Though Ford isn’t unique in embracing this strategy, “they’ve been an outstanding practitioner of it,” said Tom Feaheny, a Ford vice president in the 1970s and ’80s who now testifies as an expert witness against the company. As a result, “an awful lot of plaintiffs go away.”

Ford and other automakers have denounced product litigation as a money grab that tries to shift blame away from people who didn’t wear seat belts or drove while drowsy or drunk. “That’s why we think things are stacked against us,” said a former Ford official who would not speak for attribution.

Vincent Galvin, a San Jose lawyer who has defended Ford and other automakers, contends that plaintiffs often contrive discovery disputes to distract from the weakness of their cases. It’s “a ruse … to get a sanctions order to try to pressure the defendant to settle,” he said.

That indeed may occur, said Stephen Gillers, vice dean of the New York University School of Law. But when it comes to Ford, he’s skeptical. “Once you have five, six or seven incidents of failure to produce documents,” Gillers said, “it’s hard to explain it as purely the machinations of a devious plaintiffs lawyer.”

============

[Written instruction A]
Answer these questions from the passage on Ford and product litigation:
(i) Who was a Ford vice president in the 1970s and '80s?
(ii) In which city does Vincent Galvin practice law?
(iii) What post does Stephen Gillers hold?

[Excerpts of location labeling data]
============

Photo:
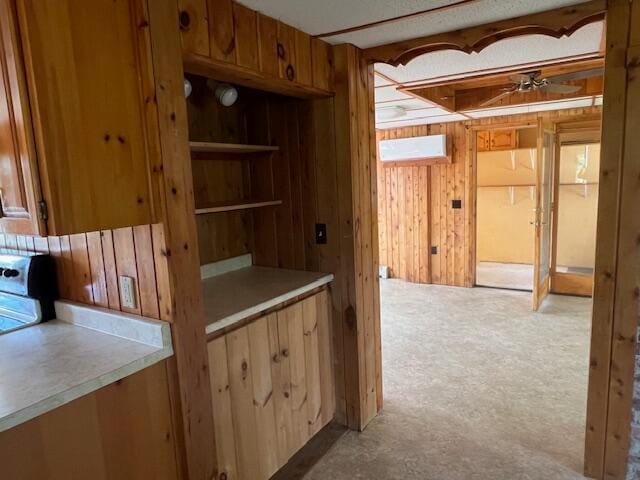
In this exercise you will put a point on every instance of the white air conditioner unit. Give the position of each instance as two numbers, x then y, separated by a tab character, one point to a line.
431	147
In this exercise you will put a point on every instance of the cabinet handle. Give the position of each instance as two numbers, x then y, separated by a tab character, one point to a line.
185	20
291	73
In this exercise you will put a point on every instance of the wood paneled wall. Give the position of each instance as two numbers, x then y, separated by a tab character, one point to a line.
415	210
88	266
612	410
304	174
415	214
357	213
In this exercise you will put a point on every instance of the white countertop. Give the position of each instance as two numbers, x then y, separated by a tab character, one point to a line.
48	365
235	295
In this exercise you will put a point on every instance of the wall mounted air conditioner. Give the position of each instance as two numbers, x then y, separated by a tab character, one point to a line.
427	149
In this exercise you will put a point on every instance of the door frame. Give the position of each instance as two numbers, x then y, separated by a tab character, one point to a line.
472	187
561	282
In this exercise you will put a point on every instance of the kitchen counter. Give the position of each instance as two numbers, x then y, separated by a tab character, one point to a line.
48	365
235	295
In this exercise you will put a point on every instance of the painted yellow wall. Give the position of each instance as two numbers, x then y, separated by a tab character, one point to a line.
577	208
504	232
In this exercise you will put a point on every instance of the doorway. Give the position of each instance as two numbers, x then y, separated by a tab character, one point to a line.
505	201
536	203
575	200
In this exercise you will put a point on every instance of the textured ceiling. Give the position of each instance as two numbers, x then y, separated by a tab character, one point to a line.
529	49
451	64
321	16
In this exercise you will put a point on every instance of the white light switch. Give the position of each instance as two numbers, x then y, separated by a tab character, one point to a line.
127	292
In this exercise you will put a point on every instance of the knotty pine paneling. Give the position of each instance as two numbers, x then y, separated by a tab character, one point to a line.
415	213
88	266
414	203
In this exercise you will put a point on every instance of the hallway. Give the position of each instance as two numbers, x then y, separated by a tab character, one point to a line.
476	386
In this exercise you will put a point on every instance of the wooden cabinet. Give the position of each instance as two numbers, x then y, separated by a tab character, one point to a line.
19	186
251	49
483	141
273	388
496	140
90	85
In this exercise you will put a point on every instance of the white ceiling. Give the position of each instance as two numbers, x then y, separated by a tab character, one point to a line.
525	50
322	16
318	17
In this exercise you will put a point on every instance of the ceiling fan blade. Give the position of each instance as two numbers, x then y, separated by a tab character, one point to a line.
565	77
497	98
560	88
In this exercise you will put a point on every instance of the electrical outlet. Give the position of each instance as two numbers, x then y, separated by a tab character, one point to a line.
321	233
127	292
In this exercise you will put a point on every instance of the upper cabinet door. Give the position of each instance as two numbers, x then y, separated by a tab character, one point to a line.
19	187
91	86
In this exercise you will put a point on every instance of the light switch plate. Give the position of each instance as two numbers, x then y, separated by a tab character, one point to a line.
127	292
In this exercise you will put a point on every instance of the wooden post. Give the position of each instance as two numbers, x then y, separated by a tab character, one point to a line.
357	185
617	283
181	249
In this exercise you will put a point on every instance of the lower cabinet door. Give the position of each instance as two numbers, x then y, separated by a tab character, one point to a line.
273	388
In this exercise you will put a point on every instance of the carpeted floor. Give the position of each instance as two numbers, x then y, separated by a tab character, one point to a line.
476	387
516	276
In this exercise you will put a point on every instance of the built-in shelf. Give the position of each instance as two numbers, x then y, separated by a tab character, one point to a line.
209	147
237	205
567	184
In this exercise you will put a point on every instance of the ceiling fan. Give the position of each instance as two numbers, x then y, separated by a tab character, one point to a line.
533	81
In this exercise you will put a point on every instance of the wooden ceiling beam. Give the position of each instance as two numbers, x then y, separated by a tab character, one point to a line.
555	23
499	77
475	99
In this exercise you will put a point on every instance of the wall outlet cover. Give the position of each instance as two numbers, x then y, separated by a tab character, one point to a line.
321	233
127	292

============

[Written instruction B] Reproduce the records from the line with "of the upper" through the end of the records, requests included, with every point coordinate scaled by 0.9 and rounded to a whole number, halves up. Return only those lines.

[Expected output A]
(i) Tom Feaheny
(ii) San Jose
(iii) Vice dean of the New York University School of Law

[Expected output B]
In this exercise you will put a point on every instance of the upper cabinet door. Give the position of each instance as two numbers, x then y, separated by a tab character, one point to a line.
17	168
82	77
In this exercise you will put a point on every instance of the light switch plate. Give the position of each instance as two numbers, x then y, separated by a tab character, one point to a line.
114	263
In this exercise you will put a point on every instance of the wooden post. Give the position of each instance as two numbers, x then y, separated by a tab character, one point to a line.
321	167
555	255
163	224
In this exercise you will put a point on every instance of the lower cabinet door. Give the position of each instance as two numbers, x then y, separated by a tab character, one point to a line.
246	349
In this exercise you will put a point on every instance of the carpeted floor. Give the position of each instance as two numbers, x then y, separated by a tab character, one point to a line.
428	348
464	248
In this exercise you will put a point on every instance of the built-in shelf. Give the position of each instance as two numbers, x then y, separated by a tab character, one point to a line.
188	132
213	185
510	166
In this exercise you will put a point on every instance of the ceiling fan. Give the position of each instance as two numbers, x then y, separated by a tab character, one point to a line.
480	73
In this exercise you will put a point on every instance of the wooden ceiling beam. Give the position of each instance as two numbers, x then y, separated by a tab character, one point to a line.
500	21
449	69
428	89
In this exercise you will put a point on every instance of the wall outlet cover. Give the position of each instance as two numbers, x then y, separated by a tab character, one point to a line.
289	210
114	263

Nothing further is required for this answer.